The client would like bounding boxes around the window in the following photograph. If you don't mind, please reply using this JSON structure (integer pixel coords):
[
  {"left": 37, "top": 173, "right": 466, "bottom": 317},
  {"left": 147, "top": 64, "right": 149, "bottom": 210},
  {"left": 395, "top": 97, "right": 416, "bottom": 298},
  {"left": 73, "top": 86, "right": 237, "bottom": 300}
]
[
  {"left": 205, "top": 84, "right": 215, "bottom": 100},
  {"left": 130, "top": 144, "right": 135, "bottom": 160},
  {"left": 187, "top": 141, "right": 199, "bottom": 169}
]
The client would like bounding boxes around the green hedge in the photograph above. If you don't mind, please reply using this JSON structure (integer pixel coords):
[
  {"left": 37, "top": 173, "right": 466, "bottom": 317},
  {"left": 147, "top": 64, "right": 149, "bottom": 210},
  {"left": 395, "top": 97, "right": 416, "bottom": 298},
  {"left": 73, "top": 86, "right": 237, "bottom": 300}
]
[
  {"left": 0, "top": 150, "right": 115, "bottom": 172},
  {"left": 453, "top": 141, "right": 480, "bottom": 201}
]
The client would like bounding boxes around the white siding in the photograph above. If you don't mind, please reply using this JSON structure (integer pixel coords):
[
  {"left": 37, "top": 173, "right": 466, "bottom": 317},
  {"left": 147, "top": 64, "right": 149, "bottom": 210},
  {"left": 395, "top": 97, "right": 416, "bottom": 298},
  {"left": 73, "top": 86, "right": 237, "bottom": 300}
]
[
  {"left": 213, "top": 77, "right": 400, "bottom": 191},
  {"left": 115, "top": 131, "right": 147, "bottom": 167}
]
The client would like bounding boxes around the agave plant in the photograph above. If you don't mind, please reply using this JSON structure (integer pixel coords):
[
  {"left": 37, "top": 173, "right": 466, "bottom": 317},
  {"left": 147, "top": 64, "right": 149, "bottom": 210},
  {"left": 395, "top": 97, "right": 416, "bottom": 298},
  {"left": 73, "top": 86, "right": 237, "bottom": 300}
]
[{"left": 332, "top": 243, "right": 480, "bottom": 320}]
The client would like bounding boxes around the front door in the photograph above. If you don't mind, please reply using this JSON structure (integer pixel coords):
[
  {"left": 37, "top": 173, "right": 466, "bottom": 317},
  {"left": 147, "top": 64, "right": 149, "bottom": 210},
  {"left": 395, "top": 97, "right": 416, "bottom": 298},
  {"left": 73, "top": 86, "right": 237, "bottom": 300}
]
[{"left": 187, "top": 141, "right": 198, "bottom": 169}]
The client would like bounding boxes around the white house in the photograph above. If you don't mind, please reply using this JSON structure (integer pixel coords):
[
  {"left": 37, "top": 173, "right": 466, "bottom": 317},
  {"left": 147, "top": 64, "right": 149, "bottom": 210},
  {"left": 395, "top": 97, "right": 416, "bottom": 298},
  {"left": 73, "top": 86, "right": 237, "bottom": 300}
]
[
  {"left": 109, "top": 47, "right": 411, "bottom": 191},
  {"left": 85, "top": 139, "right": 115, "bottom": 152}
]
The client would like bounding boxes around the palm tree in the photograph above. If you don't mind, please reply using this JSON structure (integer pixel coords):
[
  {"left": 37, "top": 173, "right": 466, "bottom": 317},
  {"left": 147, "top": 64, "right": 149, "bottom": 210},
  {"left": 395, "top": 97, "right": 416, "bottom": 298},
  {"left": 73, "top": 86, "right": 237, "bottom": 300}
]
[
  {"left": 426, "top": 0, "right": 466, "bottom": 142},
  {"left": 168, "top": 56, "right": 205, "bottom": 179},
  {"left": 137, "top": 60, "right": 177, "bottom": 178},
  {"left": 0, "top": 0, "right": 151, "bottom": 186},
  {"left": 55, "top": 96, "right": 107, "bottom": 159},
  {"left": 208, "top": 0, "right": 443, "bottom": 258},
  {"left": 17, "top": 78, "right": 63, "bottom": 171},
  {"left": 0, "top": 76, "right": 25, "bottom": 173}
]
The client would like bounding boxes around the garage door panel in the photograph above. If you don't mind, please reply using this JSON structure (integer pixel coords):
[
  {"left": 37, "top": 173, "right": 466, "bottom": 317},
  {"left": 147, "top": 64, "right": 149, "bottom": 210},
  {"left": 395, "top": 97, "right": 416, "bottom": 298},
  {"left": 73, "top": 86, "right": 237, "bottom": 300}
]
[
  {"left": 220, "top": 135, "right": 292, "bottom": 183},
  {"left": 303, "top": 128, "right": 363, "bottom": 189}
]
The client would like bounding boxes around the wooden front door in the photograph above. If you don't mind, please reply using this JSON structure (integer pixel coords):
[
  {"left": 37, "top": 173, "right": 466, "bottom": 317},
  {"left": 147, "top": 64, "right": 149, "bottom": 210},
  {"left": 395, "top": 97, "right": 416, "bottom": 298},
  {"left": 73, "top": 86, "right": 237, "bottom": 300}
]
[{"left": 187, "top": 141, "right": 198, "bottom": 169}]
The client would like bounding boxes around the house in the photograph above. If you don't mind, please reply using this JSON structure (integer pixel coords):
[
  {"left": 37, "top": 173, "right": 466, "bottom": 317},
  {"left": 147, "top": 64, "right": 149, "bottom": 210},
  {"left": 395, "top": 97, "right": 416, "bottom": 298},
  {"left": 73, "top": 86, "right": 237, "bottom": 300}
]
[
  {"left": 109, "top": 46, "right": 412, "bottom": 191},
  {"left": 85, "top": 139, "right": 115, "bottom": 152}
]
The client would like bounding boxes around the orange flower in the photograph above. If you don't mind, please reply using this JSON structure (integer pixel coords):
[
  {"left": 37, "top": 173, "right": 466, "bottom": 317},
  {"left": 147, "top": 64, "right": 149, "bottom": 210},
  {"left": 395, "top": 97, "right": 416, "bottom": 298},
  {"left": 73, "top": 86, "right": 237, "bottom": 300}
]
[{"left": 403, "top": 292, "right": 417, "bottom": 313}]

::::

** Work to do **
Write out every entry exactly as given.

** Result for this exercise **
The client would like bounding boxes around the window in the following photograph. If you don't mind, please reply using this JSON structure (integer pixel coords):
[
  {"left": 37, "top": 173, "right": 466, "bottom": 317},
  {"left": 147, "top": 64, "right": 149, "bottom": 210},
  {"left": 395, "top": 97, "right": 416, "bottom": 298},
  {"left": 73, "top": 86, "right": 237, "bottom": 300}
]
[
  {"left": 205, "top": 84, "right": 215, "bottom": 100},
  {"left": 130, "top": 144, "right": 135, "bottom": 160},
  {"left": 187, "top": 141, "right": 199, "bottom": 169}
]
The client would like bounding boxes around the green hedge in the photograph above. If you don't mind, please reply using this JSON structure (integer pixel coords):
[
  {"left": 37, "top": 173, "right": 466, "bottom": 317},
  {"left": 147, "top": 64, "right": 149, "bottom": 210},
  {"left": 395, "top": 97, "right": 416, "bottom": 298},
  {"left": 73, "top": 86, "right": 237, "bottom": 300}
]
[
  {"left": 0, "top": 150, "right": 115, "bottom": 172},
  {"left": 453, "top": 141, "right": 480, "bottom": 201}
]
The client would like bounding boxes around the white siding in the photograph above. If you don't mind, please reply using this JSON structure (integer pixel coords):
[
  {"left": 37, "top": 173, "right": 466, "bottom": 317},
  {"left": 147, "top": 64, "right": 149, "bottom": 210},
  {"left": 395, "top": 97, "right": 416, "bottom": 298},
  {"left": 73, "top": 86, "right": 237, "bottom": 300}
]
[
  {"left": 213, "top": 77, "right": 400, "bottom": 191},
  {"left": 115, "top": 131, "right": 147, "bottom": 167}
]
The client would like bounding boxes around the agave plant in the photograph above. If you don't mind, please reply using this JSON structure (integer pixel coords):
[
  {"left": 37, "top": 173, "right": 466, "bottom": 317},
  {"left": 147, "top": 64, "right": 149, "bottom": 210},
  {"left": 395, "top": 97, "right": 416, "bottom": 298},
  {"left": 73, "top": 86, "right": 237, "bottom": 300}
]
[{"left": 332, "top": 243, "right": 480, "bottom": 320}]
The client would like bounding boxes around the front door in the photograph above. If you don't mind, please reply using this JSON structure (integer pixel coords):
[
  {"left": 37, "top": 173, "right": 466, "bottom": 317},
  {"left": 147, "top": 64, "right": 149, "bottom": 210},
  {"left": 395, "top": 97, "right": 416, "bottom": 298},
  {"left": 73, "top": 86, "right": 237, "bottom": 300}
]
[{"left": 187, "top": 141, "right": 198, "bottom": 169}]
The client would like bounding boxes around the white house in the photograph above. If you don't mind, please reply using this JSON structure (integer pixel coords):
[
  {"left": 37, "top": 173, "right": 466, "bottom": 317},
  {"left": 147, "top": 64, "right": 149, "bottom": 210},
  {"left": 395, "top": 97, "right": 416, "bottom": 298},
  {"left": 73, "top": 86, "right": 237, "bottom": 300}
]
[
  {"left": 109, "top": 47, "right": 411, "bottom": 191},
  {"left": 85, "top": 139, "right": 115, "bottom": 152}
]
The client would like bounding boxes around the palm tree in the photograph above. If you don't mind, please reply using this JSON structure (integer pixel coords):
[
  {"left": 37, "top": 173, "right": 466, "bottom": 317},
  {"left": 147, "top": 64, "right": 149, "bottom": 210},
  {"left": 395, "top": 97, "right": 416, "bottom": 298},
  {"left": 73, "top": 86, "right": 237, "bottom": 300}
]
[
  {"left": 426, "top": 0, "right": 466, "bottom": 142},
  {"left": 168, "top": 56, "right": 205, "bottom": 179},
  {"left": 137, "top": 60, "right": 177, "bottom": 178},
  {"left": 0, "top": 0, "right": 151, "bottom": 186},
  {"left": 55, "top": 96, "right": 107, "bottom": 159},
  {"left": 208, "top": 0, "right": 443, "bottom": 258},
  {"left": 17, "top": 78, "right": 63, "bottom": 171},
  {"left": 0, "top": 76, "right": 25, "bottom": 173}
]
The client would like bounding boxes around the garage door panel in the photograph above. If you don't mind, please reply using this JSON structure (integer pixel coords):
[
  {"left": 37, "top": 173, "right": 466, "bottom": 317},
  {"left": 147, "top": 64, "right": 149, "bottom": 210},
  {"left": 395, "top": 97, "right": 416, "bottom": 298},
  {"left": 73, "top": 86, "right": 237, "bottom": 300}
]
[
  {"left": 220, "top": 135, "right": 292, "bottom": 183},
  {"left": 303, "top": 128, "right": 363, "bottom": 189}
]
The client would like bounding boxes around the wooden front door in the photograph above. If you don't mind, please reply using this JSON structure (integer pixel coords):
[
  {"left": 37, "top": 173, "right": 466, "bottom": 317},
  {"left": 147, "top": 64, "right": 149, "bottom": 210},
  {"left": 395, "top": 97, "right": 416, "bottom": 298},
  {"left": 73, "top": 86, "right": 237, "bottom": 300}
]
[{"left": 187, "top": 141, "right": 198, "bottom": 169}]
The client would like bounding boxes around the house in the photograph above. If you don't mind, please reply using this JSON structure (integer pixel coords):
[
  {"left": 37, "top": 173, "right": 466, "bottom": 317},
  {"left": 147, "top": 64, "right": 149, "bottom": 210},
  {"left": 395, "top": 97, "right": 416, "bottom": 298},
  {"left": 73, "top": 86, "right": 237, "bottom": 300}
]
[
  {"left": 109, "top": 46, "right": 412, "bottom": 191},
  {"left": 85, "top": 139, "right": 115, "bottom": 152}
]
The client would like bounding boxes around the orange flower in the photograph above. If you don't mind, please reply using this JSON structure (integer pixel coords):
[
  {"left": 37, "top": 173, "right": 466, "bottom": 317},
  {"left": 147, "top": 64, "right": 149, "bottom": 210},
  {"left": 395, "top": 97, "right": 416, "bottom": 298},
  {"left": 73, "top": 86, "right": 237, "bottom": 300}
]
[{"left": 403, "top": 292, "right": 417, "bottom": 313}]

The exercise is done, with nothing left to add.